= Problem details =
Copy out the text of every item below word for word. Leave the pictures out of your answer.

= Data lines =
---------------
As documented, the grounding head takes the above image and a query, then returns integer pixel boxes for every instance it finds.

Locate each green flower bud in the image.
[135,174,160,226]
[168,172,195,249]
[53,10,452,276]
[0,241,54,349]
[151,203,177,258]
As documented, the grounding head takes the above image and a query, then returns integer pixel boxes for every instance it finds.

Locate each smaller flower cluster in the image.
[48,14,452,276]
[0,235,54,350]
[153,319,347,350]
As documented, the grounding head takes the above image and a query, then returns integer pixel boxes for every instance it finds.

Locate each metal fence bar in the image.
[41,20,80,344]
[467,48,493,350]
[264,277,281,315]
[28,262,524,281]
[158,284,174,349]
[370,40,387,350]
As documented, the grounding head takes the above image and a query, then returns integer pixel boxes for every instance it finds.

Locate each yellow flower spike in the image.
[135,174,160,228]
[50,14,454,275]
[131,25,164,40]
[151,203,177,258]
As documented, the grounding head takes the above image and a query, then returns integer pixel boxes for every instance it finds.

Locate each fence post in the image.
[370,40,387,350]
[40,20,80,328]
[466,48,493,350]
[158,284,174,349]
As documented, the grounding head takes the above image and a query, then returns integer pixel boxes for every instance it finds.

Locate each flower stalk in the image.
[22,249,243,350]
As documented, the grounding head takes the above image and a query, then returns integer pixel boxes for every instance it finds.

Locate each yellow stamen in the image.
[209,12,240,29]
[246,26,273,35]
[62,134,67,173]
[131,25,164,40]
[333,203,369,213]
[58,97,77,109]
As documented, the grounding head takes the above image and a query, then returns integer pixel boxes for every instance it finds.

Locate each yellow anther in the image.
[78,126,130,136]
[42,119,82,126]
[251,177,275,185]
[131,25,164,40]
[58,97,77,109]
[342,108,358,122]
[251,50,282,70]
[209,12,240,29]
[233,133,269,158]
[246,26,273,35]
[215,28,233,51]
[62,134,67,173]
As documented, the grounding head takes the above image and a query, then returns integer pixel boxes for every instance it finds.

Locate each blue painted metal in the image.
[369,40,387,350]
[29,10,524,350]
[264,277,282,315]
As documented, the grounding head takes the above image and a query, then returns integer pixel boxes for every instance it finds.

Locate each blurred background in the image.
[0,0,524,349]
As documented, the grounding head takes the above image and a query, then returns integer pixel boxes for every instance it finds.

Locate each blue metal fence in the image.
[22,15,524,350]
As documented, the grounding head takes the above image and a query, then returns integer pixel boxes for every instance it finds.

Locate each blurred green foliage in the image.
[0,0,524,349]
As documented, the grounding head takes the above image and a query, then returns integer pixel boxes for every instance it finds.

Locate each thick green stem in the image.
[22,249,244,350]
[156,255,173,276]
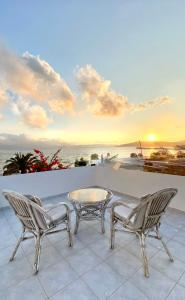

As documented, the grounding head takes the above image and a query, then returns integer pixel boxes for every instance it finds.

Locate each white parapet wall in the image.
[0,166,185,211]
[0,167,95,208]
[96,166,185,211]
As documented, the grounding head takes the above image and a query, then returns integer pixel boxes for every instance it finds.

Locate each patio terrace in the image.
[0,168,185,300]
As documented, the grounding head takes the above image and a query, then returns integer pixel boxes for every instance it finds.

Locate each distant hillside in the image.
[118,140,185,148]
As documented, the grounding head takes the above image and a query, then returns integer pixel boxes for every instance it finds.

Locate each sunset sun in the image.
[147,133,157,142]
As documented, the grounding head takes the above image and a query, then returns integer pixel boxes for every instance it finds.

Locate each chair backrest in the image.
[3,190,47,231]
[134,188,177,230]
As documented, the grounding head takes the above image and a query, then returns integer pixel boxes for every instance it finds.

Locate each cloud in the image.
[76,65,129,116]
[132,96,172,111]
[76,65,171,117]
[12,99,52,129]
[0,86,8,106]
[0,45,75,111]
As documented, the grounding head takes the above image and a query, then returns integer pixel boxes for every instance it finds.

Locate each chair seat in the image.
[114,205,134,225]
[44,204,66,226]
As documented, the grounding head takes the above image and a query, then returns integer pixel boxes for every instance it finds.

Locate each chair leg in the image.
[139,233,149,277]
[34,235,41,274]
[110,219,115,249]
[66,216,73,247]
[101,209,105,233]
[156,229,174,262]
[10,228,25,261]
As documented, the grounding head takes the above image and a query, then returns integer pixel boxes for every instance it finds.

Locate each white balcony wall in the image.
---------------
= Result of the task =
As documented, the grounding head takes the above image and a query, then returns integer pixel boxes for every instance it finds.

Locate each green flower bud in the image.
[135,174,160,226]
[168,172,195,249]
[53,10,452,276]
[0,241,54,349]
[151,203,177,258]
As documented, the grounding head takes the above image and a query, then returns integer pixel boxes for every instance it finds.

Locate each smaller flower cluster in the image.
[48,14,452,276]
[0,235,54,350]
[153,319,347,350]
As documented, the grounding head takes the above image and a query, then returns integer pixel boxes for every instance it finds.

Locate each metal fence bar in the image.
[41,20,80,344]
[467,48,493,350]
[264,277,281,315]
[28,262,524,281]
[158,284,174,349]
[370,40,387,350]
As documented, the grounding head takes the above image and a query, then returns integer pixel boxes for every instance it finds.

Locate each yellow flower spike in the image.
[135,174,160,228]
[50,14,454,275]
[131,25,164,40]
[151,203,177,258]
As documented, the grounding head takes the above image and a query, then returns integer pixel boxes for every instance it finds.

Locate each fence post in the image.
[370,40,387,350]
[40,20,80,328]
[466,48,493,350]
[158,284,174,349]
As documented, the grounding head takes the above image and a query, then returns integer pixel boxes for every instance it finds.

Locate each flower stalk in the image.
[22,249,243,350]
As documented, the grounding head takes the above image and a query, then returns integer pixel boxes for every instance it finds.

Locate each yellow stamen in the image.
[209,12,240,29]
[246,26,273,35]
[62,134,67,173]
[131,25,164,40]
[333,203,369,213]
[58,97,77,109]
As documented, the grounding head takes the above image and a query, then returns integer pixel boxes for every instance it finds.

Locate each yellow anther in the image.
[78,126,130,136]
[42,119,82,126]
[251,177,275,185]
[131,25,164,40]
[58,97,77,109]
[342,108,358,122]
[251,50,282,70]
[209,12,240,29]
[233,133,269,158]
[246,26,273,35]
[215,28,233,51]
[62,134,67,173]
As documented, the grounding head takes the above image and a query, then returns integer pixel boxes for every instance it finds.

Locate each blue painted metal in the image.
[369,40,387,350]
[29,10,524,350]
[264,277,282,315]
As documented, the grounding head takes the above image and a query, then returns integer pixel boxes for every instance it finds.

Locate each blurred background in the image.
[0,0,524,349]
As documented, the grounding head takes the above image and a query, then returns integer pixel boxes for every instance it finds.

Locate each blue metal fence in the image.
[22,15,524,350]
As documented, the grounding head takes the above image and a query, then returns integer pixel boxes for every instance it finds.

Locate each blurred green foliage in the image.
[0,0,524,349]
As documented, the grounding head takes the above image and a query, then returns integer pixel boxes for every instance it finds.

Locate each thick green stem in the image.
[22,249,244,350]
[156,255,173,276]

As documented, the grounding head takes the above image and a query, then returns integer pixel boxes for every instance it finds.

Locate each white parapet wall in the image.
[0,166,185,211]
[0,167,95,208]
[96,166,185,211]
As documented, the grounding head takes the above image and a query, then returns integer pixel boxes for every instance it finds.

Locate each patio terrace in the image.
[0,168,185,300]
As documented, the grounding head takes the above image and a query, then returns integer pixel boxes for every instance it finds.

Locate each distant hillside in the image.
[118,140,185,148]
As documented, the grounding head takes the above image and a query, then returns integer pixel boxes for every instance it finds.

Locate each sunset sun in the image.
[147,133,157,142]
As documented, the grounding head takes the above image and a query, then returns integer pixel boxes for every instance it finds.

Locate each chair backrest in the image.
[3,190,47,231]
[134,188,177,230]
As documented, the grounding head takes the above image and a query, then returns integer pixel boxes for every instance it finds.

Locate each cloud in the image.
[76,65,129,116]
[132,96,172,111]
[76,65,171,117]
[12,99,52,129]
[0,86,8,106]
[0,45,75,111]
As documented, the grounding head takes the above image and a query, then returns integer pixel boxes for every instance it finds.

Locate each chair seat in the image.
[114,205,134,225]
[44,204,66,226]
As documented, the grounding head takes the above image and a query, then returns integer pixel boxes for every instance it finds.

Locate each chair leg in the image.
[139,233,149,277]
[34,235,41,274]
[110,219,115,249]
[66,216,73,247]
[101,209,105,233]
[156,229,174,262]
[10,228,25,261]
As documented, the grounding head takes the above image and a query, then returns integer pixel boxes for every instance it finds.

Locate each white balcony wall in the image.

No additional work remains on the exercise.